# Start of Selected extract

Search code examples
apache-sparkapache-spark-dataset

Extract nested objects in an object using dataset api in spark


I'm new in Spark, i'm trying the dataset api and i would like to know if it's possible to extract nested objects in an object using the dataset api.
For example, let's say i have an object of type A et an object of type B as below

case class A(a: String, b: Integer)
case class B(c: Array[A])

I have a dataset containing objects of class B : Dataset[B] I would like to apply some transformations to get all the objects of type A in my final dataset : Dataset[A]
I tried this but it does not work

bs.map(b => b.a.map(x => x))

Anyone has an idea ?

# End of Selected extract
# Start of Record list

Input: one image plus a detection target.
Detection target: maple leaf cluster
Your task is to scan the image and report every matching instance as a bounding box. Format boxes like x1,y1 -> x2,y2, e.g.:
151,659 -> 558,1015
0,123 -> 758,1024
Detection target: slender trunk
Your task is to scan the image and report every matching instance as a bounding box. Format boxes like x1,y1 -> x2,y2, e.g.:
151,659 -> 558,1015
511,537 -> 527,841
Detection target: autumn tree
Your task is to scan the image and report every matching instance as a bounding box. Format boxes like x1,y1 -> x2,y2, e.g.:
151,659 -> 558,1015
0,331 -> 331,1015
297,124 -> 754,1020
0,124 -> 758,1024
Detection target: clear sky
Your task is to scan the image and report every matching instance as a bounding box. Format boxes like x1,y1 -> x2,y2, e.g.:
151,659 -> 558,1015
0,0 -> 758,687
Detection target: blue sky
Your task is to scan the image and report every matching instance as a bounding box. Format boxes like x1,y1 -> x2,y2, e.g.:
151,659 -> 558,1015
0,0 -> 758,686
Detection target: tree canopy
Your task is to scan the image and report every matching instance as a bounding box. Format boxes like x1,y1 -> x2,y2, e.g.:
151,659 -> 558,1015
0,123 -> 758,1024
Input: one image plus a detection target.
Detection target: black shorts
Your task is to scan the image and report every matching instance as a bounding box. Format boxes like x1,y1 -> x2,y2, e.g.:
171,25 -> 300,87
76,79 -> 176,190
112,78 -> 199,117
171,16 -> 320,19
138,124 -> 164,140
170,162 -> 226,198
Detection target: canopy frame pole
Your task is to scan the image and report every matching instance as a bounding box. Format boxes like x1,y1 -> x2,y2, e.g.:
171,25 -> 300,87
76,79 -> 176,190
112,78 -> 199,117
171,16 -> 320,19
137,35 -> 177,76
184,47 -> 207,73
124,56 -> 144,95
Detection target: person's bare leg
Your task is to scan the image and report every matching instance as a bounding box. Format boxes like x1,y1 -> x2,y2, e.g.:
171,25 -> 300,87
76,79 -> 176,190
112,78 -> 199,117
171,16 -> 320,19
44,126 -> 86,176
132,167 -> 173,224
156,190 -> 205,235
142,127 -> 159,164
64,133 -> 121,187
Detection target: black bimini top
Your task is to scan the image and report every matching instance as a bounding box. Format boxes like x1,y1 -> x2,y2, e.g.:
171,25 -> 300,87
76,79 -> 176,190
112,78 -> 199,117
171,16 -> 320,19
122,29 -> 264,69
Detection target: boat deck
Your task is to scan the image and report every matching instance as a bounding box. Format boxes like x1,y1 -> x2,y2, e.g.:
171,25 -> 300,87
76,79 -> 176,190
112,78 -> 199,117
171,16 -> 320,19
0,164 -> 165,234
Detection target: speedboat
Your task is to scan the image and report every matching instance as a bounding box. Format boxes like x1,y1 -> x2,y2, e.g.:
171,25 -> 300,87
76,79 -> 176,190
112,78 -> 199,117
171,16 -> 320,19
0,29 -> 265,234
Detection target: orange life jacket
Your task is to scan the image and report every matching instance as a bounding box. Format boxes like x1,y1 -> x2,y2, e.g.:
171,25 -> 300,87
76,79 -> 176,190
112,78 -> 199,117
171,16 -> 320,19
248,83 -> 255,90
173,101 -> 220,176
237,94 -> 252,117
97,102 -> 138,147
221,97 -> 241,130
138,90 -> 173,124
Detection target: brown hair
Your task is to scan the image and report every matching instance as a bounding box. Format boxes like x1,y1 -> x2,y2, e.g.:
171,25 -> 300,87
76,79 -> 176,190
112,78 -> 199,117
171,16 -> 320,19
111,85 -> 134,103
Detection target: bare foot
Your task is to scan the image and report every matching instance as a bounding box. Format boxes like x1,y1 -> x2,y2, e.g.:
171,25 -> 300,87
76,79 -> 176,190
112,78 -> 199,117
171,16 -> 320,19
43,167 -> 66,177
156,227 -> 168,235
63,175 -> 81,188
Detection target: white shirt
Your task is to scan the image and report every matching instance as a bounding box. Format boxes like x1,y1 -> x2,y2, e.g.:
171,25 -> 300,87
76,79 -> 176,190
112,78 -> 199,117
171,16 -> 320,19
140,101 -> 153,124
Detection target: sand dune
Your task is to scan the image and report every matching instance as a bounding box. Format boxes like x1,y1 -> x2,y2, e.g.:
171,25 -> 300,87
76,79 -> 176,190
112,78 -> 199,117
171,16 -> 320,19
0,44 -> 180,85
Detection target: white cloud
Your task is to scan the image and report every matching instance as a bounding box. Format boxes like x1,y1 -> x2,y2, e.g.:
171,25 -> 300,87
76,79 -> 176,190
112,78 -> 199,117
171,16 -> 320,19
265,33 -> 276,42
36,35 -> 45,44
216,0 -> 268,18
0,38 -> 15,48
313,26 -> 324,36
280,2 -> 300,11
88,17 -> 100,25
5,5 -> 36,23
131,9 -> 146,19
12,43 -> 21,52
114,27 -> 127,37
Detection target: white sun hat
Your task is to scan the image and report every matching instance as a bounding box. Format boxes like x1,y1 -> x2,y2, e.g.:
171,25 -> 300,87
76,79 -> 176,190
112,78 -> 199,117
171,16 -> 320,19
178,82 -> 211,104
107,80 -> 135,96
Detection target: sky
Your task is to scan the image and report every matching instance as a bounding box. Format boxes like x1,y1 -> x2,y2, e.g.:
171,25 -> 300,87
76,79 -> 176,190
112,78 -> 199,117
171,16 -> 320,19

# End of Record list

Problem set:
- 1) For the forum post on extracting nested objects with the Spark dataset API, decide whether each statement agrees with the post, answering yes or no and quoting the words that settle it: (a) The poster is new to Spark. (b) Class B holds an array of objects of class A. (c) The poster's attempted transformation worked.
- 2) Carry on the forum post on extracting nested objects with the Spark dataset API from the point where it stops.

Set of answers:
- 1) (a) Yes: "I'm new in Spark". (b) Yes: "case class B(c: Array[A])". (c) No: "I tried this but it does not work".

- 2)
Thanks in advance


Solution

  • You may first explode the B's Array[A] into rows and cast them to DataSet[A]

    ## 'bs' Dataset 
    +--------------------------+
    |c                         |
    +--------------------------+
    |[[value1, 1], [value2, 2]]|
    +--------------------------+
    
    
    val testDF = bs.select(explode($"c"))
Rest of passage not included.